■ Data listing:
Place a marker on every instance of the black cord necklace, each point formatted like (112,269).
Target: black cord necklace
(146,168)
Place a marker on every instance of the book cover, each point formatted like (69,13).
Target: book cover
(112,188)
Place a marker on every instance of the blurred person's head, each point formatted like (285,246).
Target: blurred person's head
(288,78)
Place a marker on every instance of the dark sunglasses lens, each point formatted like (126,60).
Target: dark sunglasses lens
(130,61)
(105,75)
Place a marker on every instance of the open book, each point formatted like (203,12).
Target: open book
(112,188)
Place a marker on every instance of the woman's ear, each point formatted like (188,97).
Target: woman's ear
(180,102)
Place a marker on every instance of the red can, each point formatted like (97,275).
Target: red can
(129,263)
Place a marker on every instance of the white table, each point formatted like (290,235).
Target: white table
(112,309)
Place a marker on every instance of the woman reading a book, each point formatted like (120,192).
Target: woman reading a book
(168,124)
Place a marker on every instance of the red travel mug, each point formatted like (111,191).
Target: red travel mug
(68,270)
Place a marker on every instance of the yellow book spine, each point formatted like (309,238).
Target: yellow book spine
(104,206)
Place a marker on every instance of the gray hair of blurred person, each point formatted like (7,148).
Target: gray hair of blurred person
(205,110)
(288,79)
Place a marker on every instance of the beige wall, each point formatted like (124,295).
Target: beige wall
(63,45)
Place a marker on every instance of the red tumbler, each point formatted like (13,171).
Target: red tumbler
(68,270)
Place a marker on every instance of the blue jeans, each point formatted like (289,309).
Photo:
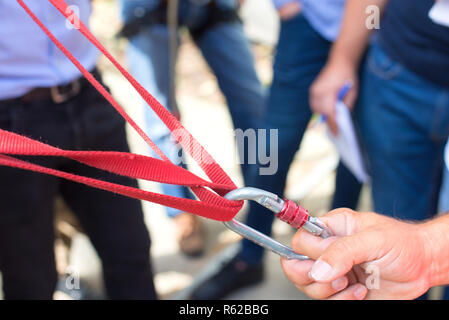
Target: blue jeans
(404,122)
(300,55)
(444,193)
(228,54)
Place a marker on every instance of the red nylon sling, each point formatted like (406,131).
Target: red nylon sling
(211,203)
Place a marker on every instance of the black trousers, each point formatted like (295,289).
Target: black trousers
(114,223)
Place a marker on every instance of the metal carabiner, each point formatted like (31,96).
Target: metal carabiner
(278,206)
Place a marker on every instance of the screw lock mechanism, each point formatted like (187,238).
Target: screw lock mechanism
(286,210)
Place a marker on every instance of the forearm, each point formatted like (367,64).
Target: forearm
(436,234)
(354,35)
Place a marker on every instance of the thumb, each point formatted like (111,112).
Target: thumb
(339,258)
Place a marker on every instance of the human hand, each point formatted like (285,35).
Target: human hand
(324,90)
(289,10)
(389,257)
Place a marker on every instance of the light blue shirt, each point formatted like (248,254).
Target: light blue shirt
(28,58)
(323,15)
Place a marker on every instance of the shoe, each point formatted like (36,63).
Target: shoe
(190,234)
(233,275)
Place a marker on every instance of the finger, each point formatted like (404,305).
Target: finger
(298,271)
(350,98)
(318,290)
(354,292)
(339,258)
(312,246)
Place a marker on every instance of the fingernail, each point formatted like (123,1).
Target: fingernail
(360,292)
(339,284)
(321,271)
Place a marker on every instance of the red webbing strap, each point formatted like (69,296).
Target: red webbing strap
(187,141)
(211,205)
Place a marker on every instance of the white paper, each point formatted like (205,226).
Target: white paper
(347,144)
(440,13)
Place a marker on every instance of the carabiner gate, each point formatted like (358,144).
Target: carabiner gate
(286,210)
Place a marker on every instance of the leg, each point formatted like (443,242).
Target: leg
(301,53)
(347,189)
(148,55)
(404,126)
(114,223)
(227,52)
(27,259)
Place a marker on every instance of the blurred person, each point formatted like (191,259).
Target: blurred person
(370,257)
(403,104)
(217,31)
(43,96)
(307,31)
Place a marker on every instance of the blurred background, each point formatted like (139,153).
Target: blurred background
(205,115)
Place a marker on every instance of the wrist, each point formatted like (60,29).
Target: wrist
(436,245)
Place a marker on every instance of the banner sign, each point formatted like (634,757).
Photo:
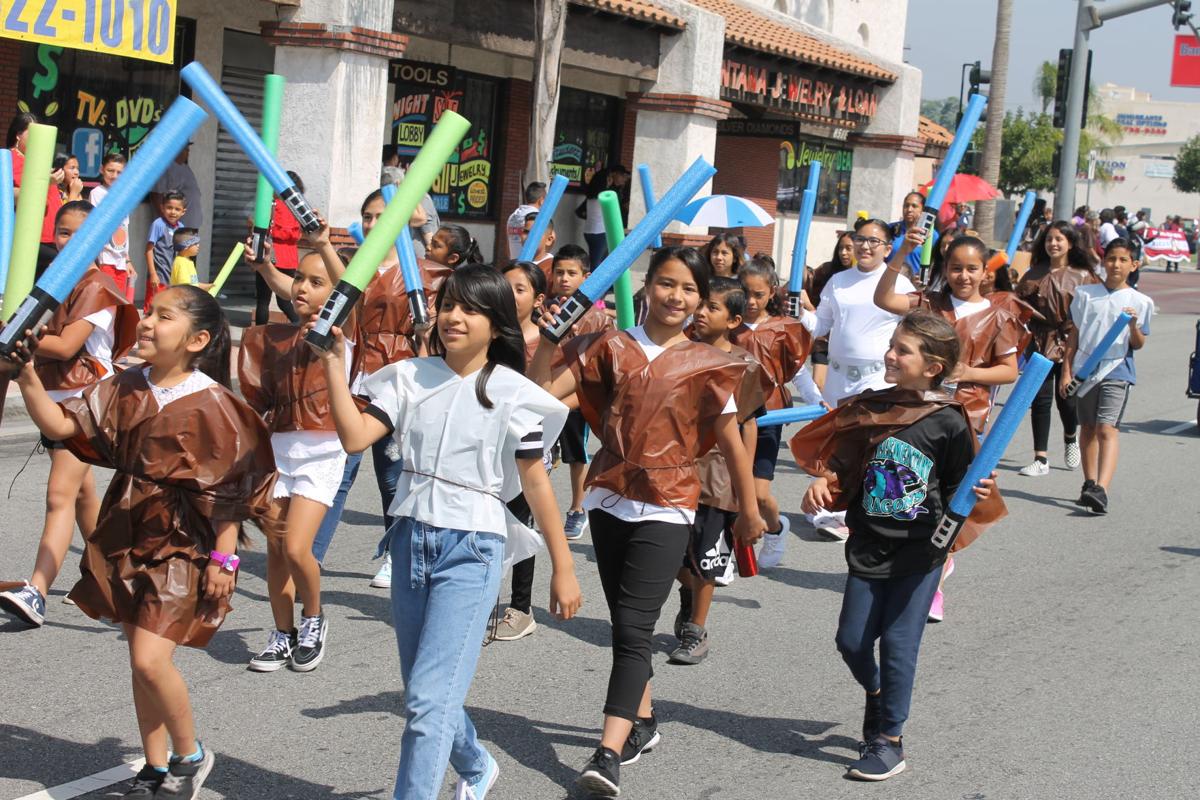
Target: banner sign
(133,29)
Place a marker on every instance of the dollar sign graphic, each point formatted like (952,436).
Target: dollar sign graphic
(45,83)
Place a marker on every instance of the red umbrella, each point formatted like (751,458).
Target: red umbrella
(965,188)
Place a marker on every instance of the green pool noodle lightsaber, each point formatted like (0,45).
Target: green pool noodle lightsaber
(35,184)
(615,232)
(227,269)
(443,140)
(264,196)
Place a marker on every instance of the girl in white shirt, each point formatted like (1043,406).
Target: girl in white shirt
(471,428)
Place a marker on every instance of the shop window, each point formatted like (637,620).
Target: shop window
(833,191)
(587,137)
(100,102)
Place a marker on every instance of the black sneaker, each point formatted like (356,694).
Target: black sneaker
(642,739)
(601,775)
(145,783)
(881,759)
(184,779)
(310,643)
(277,653)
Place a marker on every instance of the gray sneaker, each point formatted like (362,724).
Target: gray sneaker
(693,645)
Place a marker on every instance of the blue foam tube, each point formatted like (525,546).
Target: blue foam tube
(1093,360)
(208,90)
(153,156)
(627,252)
(413,283)
(787,415)
(545,215)
(993,449)
(1023,220)
(643,176)
(7,214)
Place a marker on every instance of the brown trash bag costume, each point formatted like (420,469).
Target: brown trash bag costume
(204,458)
(838,445)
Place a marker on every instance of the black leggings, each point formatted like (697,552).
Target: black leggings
(639,563)
(1041,411)
(263,304)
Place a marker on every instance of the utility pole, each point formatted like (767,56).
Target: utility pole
(1089,17)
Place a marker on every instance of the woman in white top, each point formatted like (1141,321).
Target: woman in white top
(472,429)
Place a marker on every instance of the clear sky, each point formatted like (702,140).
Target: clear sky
(1132,50)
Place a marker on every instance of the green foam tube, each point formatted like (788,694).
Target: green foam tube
(264,196)
(35,184)
(227,269)
(615,232)
(443,140)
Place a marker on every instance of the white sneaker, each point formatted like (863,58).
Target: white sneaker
(773,545)
(1036,469)
(383,577)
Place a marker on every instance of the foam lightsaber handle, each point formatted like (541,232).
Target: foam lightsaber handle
(227,269)
(1093,360)
(444,139)
(1023,220)
(639,239)
(7,215)
(27,238)
(264,196)
(991,450)
(414,287)
(151,158)
(208,90)
(545,215)
(643,178)
(615,232)
(789,415)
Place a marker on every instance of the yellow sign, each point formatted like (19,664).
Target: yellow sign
(135,29)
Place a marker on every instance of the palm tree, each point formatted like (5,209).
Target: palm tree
(985,211)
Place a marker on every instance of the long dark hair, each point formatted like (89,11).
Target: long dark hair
(484,290)
(205,313)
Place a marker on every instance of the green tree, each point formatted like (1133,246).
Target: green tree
(1187,167)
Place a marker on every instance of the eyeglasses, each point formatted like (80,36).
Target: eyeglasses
(871,242)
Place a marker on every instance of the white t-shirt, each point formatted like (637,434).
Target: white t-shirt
(99,344)
(599,499)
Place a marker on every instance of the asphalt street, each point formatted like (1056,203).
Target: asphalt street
(1065,667)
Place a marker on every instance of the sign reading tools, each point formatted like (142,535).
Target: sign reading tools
(135,29)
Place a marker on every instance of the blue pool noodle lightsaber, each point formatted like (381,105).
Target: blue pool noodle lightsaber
(413,284)
(154,155)
(233,121)
(643,176)
(627,252)
(1023,220)
(1093,360)
(993,449)
(789,415)
(545,216)
(949,167)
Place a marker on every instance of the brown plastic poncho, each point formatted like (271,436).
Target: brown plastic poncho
(715,483)
(781,346)
(838,445)
(203,458)
(654,419)
(95,292)
(985,337)
(1050,293)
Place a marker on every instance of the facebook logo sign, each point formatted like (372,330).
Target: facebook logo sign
(88,145)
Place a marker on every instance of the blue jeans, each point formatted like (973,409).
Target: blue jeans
(894,612)
(444,584)
(387,474)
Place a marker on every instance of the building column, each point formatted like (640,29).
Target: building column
(334,55)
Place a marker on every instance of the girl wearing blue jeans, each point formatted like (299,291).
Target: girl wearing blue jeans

■ Exercise: Render every line of the records above as a JSON list of strings, one string per line, with blank lines skipped. Leave the pictures out of the list.

■ Task output:
[
  "Place a marker on every instance of the black cord necklace, each point formatted like (112,269).",
  "Target: black cord necklace",
  "(146,168)",
  "Place a marker on every instance of the book cover, each point formatted like (69,13).",
  "Target: book cover",
  "(112,188)",
  "Place a marker on every instance of the blurred person's head, each point formatted like (285,246).",
  "Target: blurred person's head",
  "(288,78)",
  "Place a marker on every instance of the dark sunglasses lens, each point formatted like (126,60).",
  "Target: dark sunglasses lens",
  "(130,61)",
  "(105,75)",
  "Place a marker on every instance of the open book, each point formatted like (203,12).",
  "Target: open book",
  "(112,188)",
  "Place a marker on every instance of the woman's ear, each point formatted like (188,97).",
  "Target: woman's ear",
  "(180,102)",
  "Place a marker on every instance of the red can, each point formatted like (97,275).",
  "Target: red can",
  "(129,263)",
  "Place a marker on every instance of the white table, each point formatted like (290,235).",
  "Target: white table",
  "(112,309)",
  "Place a marker on every instance of the woman reading a book, each point formatted like (120,192).",
  "Target: woman reading a book",
  "(168,124)",
  "Place a marker on every instance of the red travel mug, each point formatted like (111,191).",
  "Target: red travel mug",
  "(68,270)",
  "Place a marker on every instance of the yellow book spine, each point formatted like (309,238).",
  "Target: yellow book spine",
  "(104,206)",
  "Place a marker on every instance of the gray hair of blurred person, each point formatted like (7,148).",
  "Target: gray hair of blurred person",
  "(205,110)",
  "(288,79)",
  "Place a marker on every instance of the beige wall, each point formatted like (124,295).",
  "Target: beige wall",
  "(63,45)",
  "Place a marker on every instance of the red tumbler, each point formatted like (13,171).",
  "Target: red tumbler",
  "(68,270)",
  "Place a marker on every instance of the blue jeans, each point formatted like (289,309).",
  "Photo:",
  "Target: blue jeans",
  "(404,122)",
  "(300,55)",
  "(444,193)",
  "(228,54)",
  "Place a marker on every instance of the red nylon sling, each point formatted like (406,131).",
  "Target: red nylon sling",
  "(211,203)",
  "Place a marker on every instance of the black trousers, each point formatted like (295,289).",
  "Target: black trousers",
  "(114,223)",
  "Place a marker on every instance of the metal carabiner, each point formatted like (31,96).",
  "Target: metal carabiner",
  "(278,206)",
  "Place a marker on every instance of the screw lock mechanism, each point formatted like (187,238).",
  "Target: screw lock mechanism",
  "(286,210)",
  "Place a marker on every instance of the forearm, each point formatted like (367,64).",
  "Target: forearm",
  "(436,234)",
  "(354,35)",
  "Place a marker on every instance of the thumb, each point formatted like (111,112).",
  "Target: thumb",
  "(339,258)",
  "Place a marker on every instance of the human hand, each point formatted like (285,35).",
  "Target: human hand",
  "(324,90)",
  "(289,10)",
  "(389,257)",
  "Place a marker on every instance of the light blue shirt, each point formatted like (248,254).",
  "Target: light blue shirt",
  "(28,58)",
  "(323,15)",
  "Place a marker on every instance of the shoe, each point formatted like (36,63).",
  "Target: shoe",
  "(190,234)",
  "(233,275)",
  "Place a marker on every instance of the finger, each point formatted like (404,305).",
  "Target: finger",
  "(298,271)",
  "(350,98)",
  "(318,290)",
  "(354,292)",
  "(339,258)",
  "(312,246)",
  "Place a marker on every instance of the fingernail, each point formatted like (123,1).",
  "Target: fingernail",
  "(360,292)",
  "(339,284)",
  "(321,271)",
  "Place a marker on every instance of the red webbing strap, each point formatted like (69,296).",
  "Target: red webbing strap",
  "(187,141)",
  "(211,205)",
  "Place a marker on every instance of the white paper, each point formatted like (205,226).",
  "Target: white paper",
  "(347,144)",
  "(440,13)",
  "Place a marker on every instance of the carabiner gate, each point formatted like (358,144).",
  "Target: carabiner gate",
  "(286,210)",
  "Place a marker on every instance of the leg, each point formatted like (443,242).",
  "Target: leg",
  "(301,53)",
  "(347,189)",
  "(148,55)",
  "(404,126)",
  "(114,223)",
  "(227,52)",
  "(27,259)",
  "Place a marker on every instance of the blurred person, each point formatted like (191,259).",
  "Target: blurred person",
  "(370,257)",
  "(403,104)",
  "(217,31)",
  "(43,96)",
  "(307,31)",
  "Place a marker on every instance of the blurred background, each point formatted like (139,153).",
  "Target: blurred background",
  "(205,115)",
  "Place a marker on every instance of the wrist, each point formatted like (60,29).",
  "Target: wrist",
  "(436,245)",
  "Place a marker on every instance of the banner sign, each point formatted like (634,757).",
  "Photo:",
  "Target: banner sign",
  "(133,29)",
  "Place a marker on every instance of the dollar sign graphic, each point formatted like (952,436).",
  "Target: dollar sign graphic",
  "(45,83)",
  "Place a marker on every instance of the red umbrella, each point formatted like (751,458).",
  "Target: red umbrella",
  "(965,188)",
  "Place a marker on every instance of the green pool noodle lightsaber, each point formatted like (0,45).",
  "Target: green pool noodle lightsaber",
  "(35,184)",
  "(615,232)",
  "(227,269)",
  "(443,140)",
  "(264,196)",
  "Place a marker on every instance of the girl in white shirt, each point formatted like (1043,406).",
  "Target: girl in white shirt",
  "(471,428)",
  "Place a marker on every instance of the shop window, each point formatted like (637,620).",
  "Target: shop window",
  "(833,191)",
  "(587,137)",
  "(100,102)",
  "Place a marker on every instance of the black sneaker, each point formatted like (356,694).",
  "Target: black sneaker",
  "(642,739)",
  "(601,775)",
  "(145,783)",
  "(881,759)",
  "(184,779)",
  "(310,643)",
  "(277,653)",
  "Place a marker on every instance of the gray sneaker, each point formatted like (362,724).",
  "Target: gray sneaker",
  "(693,645)",
  "Place a marker on every instance of the blue foam tube, each point formatted like (525,546).",
  "Target: blue foam tube",
  "(1093,360)",
  "(208,90)",
  "(153,156)",
  "(627,252)",
  "(413,283)",
  "(787,415)",
  "(545,215)",
  "(993,449)",
  "(1023,220)",
  "(643,176)",
  "(7,214)",
  "Place a marker on every instance of the brown trash bag costume, each point formatted like (420,469).",
  "Target: brown trash bag costume",
  "(204,458)",
  "(838,445)",
  "Place a marker on every instance of the black leggings, each point formatted like (697,552).",
  "Target: black leggings",
  "(639,563)",
  "(1041,411)",
  "(263,304)",
  "Place a marker on every instance of the utility pole, each point formatted like (767,56).",
  "Target: utility pole",
  "(1089,17)",
  "Place a marker on every instance of the woman in white top, each point formatted like (1141,321).",
  "Target: woman in white top",
  "(472,429)",
  "Place a marker on every instance of the clear sky, each point formatted like (702,140).",
  "Target: clear sky",
  "(1132,50)",
  "Place a marker on every instance of the green foam tube, each point formatted like (788,694).",
  "Target: green foam tube",
  "(264,196)",
  "(35,184)",
  "(227,269)",
  "(615,232)",
  "(443,140)",
  "Place a marker on every instance of the white sneaker, each point formatted like (863,58).",
  "Target: white sneaker",
  "(773,545)",
  "(1036,469)",
  "(383,577)",
  "Place a marker on every instance of the foam lightsaber handle, each point formatted like (541,232).",
  "Target: foam lightsaber handle",
  "(227,269)",
  "(1093,360)",
  "(444,139)",
  "(1023,220)",
  "(639,239)",
  "(7,215)",
  "(27,238)",
  "(264,196)",
  "(991,450)",
  "(414,287)",
  "(151,158)",
  "(208,90)",
  "(545,215)",
  "(643,178)",
  "(615,232)",
  "(789,415)",
  "Place a marker on every instance of the yellow sign, each point formatted like (19,664).",
  "Target: yellow sign",
  "(135,29)",
  "Place a marker on every instance of the palm tree, each point formatted like (5,209).",
  "Target: palm tree",
  "(985,211)",
  "Place a marker on every instance of the long dark hair, each point formatted like (89,11).",
  "Target: long dark hair",
  "(484,290)",
  "(205,313)",
  "Place a marker on every instance of the green tree, each point formatted like (1133,246).",
  "Target: green tree",
  "(1187,167)",
  "Place a marker on every instance of the eyeglasses, each point formatted like (80,36).",
  "Target: eyeglasses",
  "(871,242)",
  "Place a marker on every instance of the white t-shirt, each point formatted like (637,434).",
  "Target: white t-shirt",
  "(99,344)",
  "(599,499)",
  "Place a marker on every instance of the asphalt street, each point formatted like (1056,203).",
  "Target: asphalt street",
  "(1065,667)",
  "Place a marker on every instance of the sign reading tools, each point formatted like (142,535).",
  "Target: sign reading tools",
  "(135,29)",
  "Place a marker on every instance of the blue pool noodle lightsaber, each point formatted like (381,105).",
  "Target: blue pool noodle lightsaber",
  "(413,284)",
  "(154,155)",
  "(233,121)",
  "(643,176)",
  "(627,252)",
  "(1023,220)",
  "(1093,360)",
  "(993,449)",
  "(789,415)",
  "(545,216)",
  "(949,167)",
  "Place a marker on every instance of the brown plastic poncho, each point formatted like (271,436).",
  "Target: brown plastic poncho",
  "(715,483)",
  "(781,346)",
  "(838,445)",
  "(203,458)",
  "(654,419)",
  "(95,292)",
  "(985,337)",
  "(1050,293)",
  "Place a marker on every instance of the facebook logo sign, each point formatted like (372,330).",
  "Target: facebook logo sign",
  "(88,145)",
  "Place a marker on every instance of the blue jeans, each point formatted like (973,409).",
  "Target: blue jeans",
  "(894,612)",
  "(444,584)",
  "(387,474)",
  "Place a marker on every instance of the building column, each point formatted like (640,29).",
  "Target: building column",
  "(334,55)",
  "Place a marker on every instance of the girl wearing blue jeans, each point formatted like (299,291).",
  "Target: girl wearing blue jeans"
]